* Task to carry out: Rewrite everything in the material from the line containing "Where can you see the thin" down to the line containing "point(513, 818)", replacing "thin tree trunk" with "slender tree trunk" and leaving all else unchanged.

* Recorded data:

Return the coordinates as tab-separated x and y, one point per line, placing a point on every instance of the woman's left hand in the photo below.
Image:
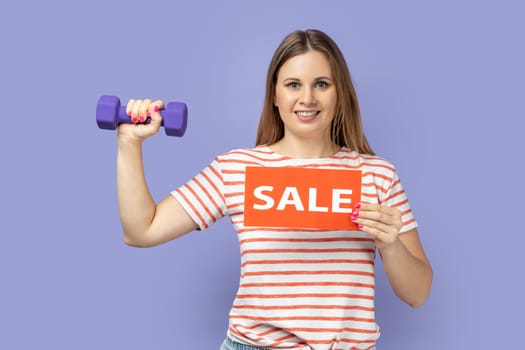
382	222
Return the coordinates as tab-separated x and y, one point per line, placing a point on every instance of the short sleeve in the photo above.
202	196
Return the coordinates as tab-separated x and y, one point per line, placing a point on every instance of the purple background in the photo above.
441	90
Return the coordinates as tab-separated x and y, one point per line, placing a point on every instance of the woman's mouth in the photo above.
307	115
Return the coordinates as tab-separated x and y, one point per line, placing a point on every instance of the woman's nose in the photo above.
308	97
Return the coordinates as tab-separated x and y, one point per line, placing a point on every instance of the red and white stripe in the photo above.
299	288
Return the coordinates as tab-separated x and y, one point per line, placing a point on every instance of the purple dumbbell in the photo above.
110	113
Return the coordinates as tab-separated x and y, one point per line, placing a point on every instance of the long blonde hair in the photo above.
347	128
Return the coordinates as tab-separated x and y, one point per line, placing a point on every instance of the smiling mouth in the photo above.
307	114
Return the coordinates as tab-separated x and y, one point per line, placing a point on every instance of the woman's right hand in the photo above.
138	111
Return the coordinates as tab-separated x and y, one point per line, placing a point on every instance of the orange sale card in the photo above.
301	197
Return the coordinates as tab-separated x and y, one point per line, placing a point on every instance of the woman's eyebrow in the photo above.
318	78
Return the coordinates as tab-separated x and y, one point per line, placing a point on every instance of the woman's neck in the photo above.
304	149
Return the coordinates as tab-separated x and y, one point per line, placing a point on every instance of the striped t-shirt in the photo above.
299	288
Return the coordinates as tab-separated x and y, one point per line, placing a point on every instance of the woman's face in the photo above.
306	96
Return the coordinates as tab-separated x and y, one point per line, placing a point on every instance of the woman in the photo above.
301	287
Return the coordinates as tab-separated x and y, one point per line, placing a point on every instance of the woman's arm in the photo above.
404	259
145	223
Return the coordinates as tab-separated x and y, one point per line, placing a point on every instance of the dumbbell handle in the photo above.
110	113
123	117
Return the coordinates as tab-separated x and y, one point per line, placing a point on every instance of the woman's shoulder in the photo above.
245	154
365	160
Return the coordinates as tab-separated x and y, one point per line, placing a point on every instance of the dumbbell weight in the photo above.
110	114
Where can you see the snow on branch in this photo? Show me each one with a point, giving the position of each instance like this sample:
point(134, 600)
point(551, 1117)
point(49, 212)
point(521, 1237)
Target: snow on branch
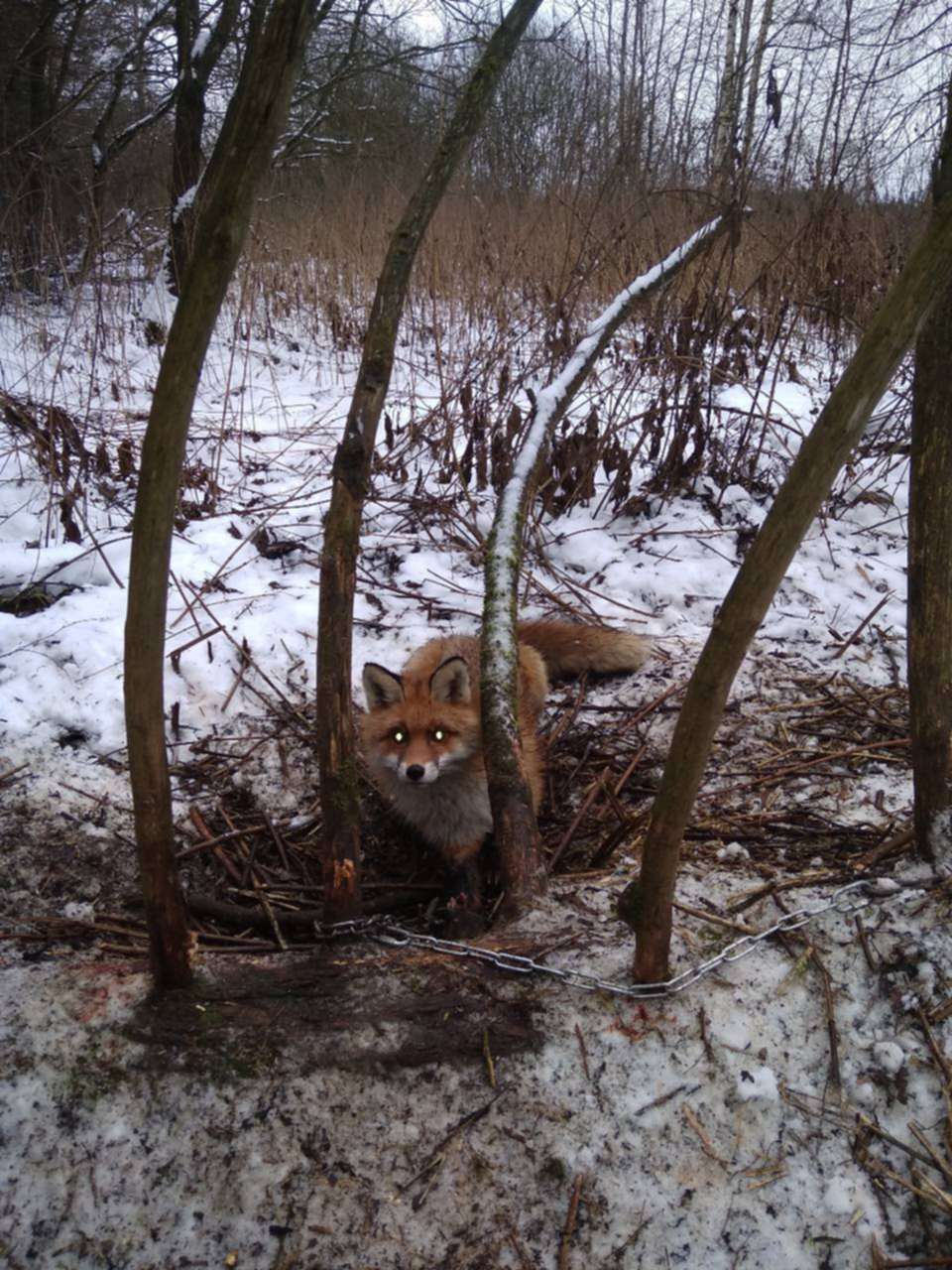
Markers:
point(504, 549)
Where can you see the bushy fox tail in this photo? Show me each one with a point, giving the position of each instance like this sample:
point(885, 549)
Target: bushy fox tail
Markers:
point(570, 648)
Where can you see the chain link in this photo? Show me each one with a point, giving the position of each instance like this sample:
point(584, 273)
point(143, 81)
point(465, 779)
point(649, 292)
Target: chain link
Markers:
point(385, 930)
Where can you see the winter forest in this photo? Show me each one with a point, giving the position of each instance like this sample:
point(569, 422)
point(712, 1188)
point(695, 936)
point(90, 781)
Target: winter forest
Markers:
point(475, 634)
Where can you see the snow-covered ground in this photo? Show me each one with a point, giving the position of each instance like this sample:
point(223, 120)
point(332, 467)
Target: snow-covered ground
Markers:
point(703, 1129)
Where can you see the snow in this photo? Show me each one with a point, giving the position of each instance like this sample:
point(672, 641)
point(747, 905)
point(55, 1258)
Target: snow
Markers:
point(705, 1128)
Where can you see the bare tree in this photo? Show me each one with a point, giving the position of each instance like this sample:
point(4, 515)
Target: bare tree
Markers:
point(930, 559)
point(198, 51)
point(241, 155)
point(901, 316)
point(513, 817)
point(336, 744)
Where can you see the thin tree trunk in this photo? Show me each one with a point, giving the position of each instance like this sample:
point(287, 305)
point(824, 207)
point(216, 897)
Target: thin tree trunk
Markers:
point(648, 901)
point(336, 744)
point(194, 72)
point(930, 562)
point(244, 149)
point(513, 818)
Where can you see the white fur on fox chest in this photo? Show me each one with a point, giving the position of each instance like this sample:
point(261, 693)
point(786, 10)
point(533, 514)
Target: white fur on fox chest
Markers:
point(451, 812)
...
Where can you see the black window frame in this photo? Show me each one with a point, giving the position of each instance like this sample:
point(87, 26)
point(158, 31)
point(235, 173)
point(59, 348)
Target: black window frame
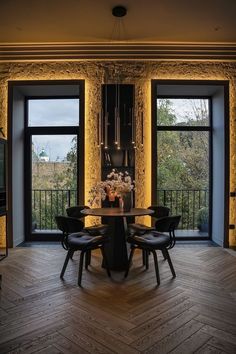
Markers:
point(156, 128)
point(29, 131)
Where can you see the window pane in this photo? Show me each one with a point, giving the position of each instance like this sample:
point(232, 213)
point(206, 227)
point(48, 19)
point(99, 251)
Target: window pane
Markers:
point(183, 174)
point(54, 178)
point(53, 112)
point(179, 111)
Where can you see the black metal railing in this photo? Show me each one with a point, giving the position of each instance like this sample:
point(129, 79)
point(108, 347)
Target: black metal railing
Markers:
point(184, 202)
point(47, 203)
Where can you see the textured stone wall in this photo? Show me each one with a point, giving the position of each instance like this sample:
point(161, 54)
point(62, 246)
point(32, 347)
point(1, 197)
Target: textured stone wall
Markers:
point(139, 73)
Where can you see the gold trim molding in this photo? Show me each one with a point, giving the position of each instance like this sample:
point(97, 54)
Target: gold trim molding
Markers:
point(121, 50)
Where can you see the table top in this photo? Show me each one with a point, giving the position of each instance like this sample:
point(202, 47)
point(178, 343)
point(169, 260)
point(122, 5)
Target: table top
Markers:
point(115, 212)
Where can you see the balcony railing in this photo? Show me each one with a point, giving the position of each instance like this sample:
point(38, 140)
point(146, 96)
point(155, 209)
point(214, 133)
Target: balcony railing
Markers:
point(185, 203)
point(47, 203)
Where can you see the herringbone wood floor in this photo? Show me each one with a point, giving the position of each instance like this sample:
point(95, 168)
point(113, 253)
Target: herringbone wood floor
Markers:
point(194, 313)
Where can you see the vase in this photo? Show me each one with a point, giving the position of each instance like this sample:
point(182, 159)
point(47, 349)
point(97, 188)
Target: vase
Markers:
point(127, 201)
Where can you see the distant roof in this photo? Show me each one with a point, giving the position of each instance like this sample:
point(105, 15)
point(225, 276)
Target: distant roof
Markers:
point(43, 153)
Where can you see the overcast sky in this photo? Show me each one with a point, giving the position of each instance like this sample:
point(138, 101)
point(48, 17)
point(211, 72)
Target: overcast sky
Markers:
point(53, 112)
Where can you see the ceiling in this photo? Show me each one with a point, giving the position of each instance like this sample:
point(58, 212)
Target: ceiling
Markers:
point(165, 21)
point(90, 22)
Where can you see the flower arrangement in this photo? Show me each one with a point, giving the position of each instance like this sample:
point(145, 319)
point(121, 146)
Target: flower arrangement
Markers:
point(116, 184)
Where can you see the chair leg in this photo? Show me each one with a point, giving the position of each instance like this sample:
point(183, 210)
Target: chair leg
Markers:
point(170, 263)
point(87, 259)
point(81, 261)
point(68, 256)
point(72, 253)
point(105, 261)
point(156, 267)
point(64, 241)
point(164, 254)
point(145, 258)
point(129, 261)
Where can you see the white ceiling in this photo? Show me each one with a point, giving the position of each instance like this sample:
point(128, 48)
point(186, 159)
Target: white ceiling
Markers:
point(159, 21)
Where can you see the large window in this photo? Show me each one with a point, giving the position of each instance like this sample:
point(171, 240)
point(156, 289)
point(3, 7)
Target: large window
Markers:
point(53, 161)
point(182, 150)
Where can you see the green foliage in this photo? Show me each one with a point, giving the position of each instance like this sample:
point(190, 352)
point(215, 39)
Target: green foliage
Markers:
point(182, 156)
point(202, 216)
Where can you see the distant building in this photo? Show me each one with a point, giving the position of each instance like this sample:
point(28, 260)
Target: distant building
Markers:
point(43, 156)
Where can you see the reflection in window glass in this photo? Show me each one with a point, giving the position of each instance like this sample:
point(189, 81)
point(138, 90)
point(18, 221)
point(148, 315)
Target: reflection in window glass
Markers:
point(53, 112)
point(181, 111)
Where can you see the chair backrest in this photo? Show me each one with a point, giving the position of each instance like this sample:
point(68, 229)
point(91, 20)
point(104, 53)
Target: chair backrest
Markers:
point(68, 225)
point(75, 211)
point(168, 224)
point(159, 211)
...
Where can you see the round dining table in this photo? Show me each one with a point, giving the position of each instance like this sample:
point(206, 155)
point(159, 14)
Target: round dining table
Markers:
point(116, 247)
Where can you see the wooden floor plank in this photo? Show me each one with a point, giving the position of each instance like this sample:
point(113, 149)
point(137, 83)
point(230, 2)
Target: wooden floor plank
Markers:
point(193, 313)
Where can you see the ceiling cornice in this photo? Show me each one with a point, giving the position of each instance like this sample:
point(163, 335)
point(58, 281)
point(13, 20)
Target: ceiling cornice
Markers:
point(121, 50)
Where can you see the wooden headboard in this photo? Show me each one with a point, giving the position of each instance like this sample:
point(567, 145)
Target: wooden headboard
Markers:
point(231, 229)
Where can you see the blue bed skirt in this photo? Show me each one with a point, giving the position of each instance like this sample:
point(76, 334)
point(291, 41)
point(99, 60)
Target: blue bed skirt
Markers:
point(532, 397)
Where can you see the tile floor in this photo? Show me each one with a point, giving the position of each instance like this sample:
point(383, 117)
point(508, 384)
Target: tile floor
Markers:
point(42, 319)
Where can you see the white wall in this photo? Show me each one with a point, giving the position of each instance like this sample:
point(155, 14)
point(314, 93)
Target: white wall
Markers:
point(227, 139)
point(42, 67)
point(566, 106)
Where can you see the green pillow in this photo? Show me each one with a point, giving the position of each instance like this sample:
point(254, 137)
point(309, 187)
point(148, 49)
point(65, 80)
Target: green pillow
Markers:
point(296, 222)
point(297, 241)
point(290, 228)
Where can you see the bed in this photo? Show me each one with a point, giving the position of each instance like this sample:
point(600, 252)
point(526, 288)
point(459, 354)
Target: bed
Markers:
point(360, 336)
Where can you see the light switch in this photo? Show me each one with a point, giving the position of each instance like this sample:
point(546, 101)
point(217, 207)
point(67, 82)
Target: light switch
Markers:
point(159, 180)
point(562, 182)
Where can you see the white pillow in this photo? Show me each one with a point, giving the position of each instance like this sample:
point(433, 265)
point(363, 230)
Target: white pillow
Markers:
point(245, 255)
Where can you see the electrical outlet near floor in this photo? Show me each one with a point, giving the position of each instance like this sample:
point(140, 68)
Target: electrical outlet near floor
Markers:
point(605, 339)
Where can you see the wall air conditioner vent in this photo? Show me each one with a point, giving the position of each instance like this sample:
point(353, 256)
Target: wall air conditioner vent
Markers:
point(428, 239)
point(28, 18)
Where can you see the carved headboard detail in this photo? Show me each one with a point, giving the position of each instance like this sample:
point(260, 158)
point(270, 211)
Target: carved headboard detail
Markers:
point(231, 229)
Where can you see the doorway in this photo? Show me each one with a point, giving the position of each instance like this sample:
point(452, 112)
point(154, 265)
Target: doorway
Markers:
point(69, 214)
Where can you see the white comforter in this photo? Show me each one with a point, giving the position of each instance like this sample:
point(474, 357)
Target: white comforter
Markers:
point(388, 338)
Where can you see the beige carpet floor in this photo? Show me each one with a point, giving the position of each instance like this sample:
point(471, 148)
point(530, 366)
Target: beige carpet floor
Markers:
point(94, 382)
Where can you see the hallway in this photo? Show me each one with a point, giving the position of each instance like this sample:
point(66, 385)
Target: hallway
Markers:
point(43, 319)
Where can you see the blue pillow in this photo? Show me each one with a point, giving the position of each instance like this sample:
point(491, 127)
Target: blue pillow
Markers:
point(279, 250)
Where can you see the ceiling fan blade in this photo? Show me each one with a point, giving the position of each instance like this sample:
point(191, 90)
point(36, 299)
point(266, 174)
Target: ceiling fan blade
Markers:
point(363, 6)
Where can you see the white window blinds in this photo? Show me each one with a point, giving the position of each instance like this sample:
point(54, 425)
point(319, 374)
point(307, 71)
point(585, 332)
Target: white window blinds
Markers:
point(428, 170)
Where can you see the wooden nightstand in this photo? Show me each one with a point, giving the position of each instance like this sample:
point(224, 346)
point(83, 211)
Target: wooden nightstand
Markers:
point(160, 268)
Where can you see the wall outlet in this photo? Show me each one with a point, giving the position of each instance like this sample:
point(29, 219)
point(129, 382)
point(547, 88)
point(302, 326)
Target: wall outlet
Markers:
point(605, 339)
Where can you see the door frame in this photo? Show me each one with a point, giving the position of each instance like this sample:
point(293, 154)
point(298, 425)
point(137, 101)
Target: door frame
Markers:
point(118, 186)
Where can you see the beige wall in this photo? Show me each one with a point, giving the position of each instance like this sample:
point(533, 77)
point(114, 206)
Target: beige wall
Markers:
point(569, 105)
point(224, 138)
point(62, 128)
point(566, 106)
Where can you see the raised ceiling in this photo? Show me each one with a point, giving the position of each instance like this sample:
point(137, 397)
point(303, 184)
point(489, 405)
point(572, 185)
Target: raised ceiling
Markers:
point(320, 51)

* Problem solution:
Where can you see the slender tree trunk in this photo? Show me each one with a point, giving the position of each instance like this sample:
point(287, 305)
point(824, 207)
point(216, 897)
Target: slender tree trunk
Markers:
point(648, 901)
point(336, 744)
point(194, 72)
point(930, 562)
point(244, 149)
point(513, 818)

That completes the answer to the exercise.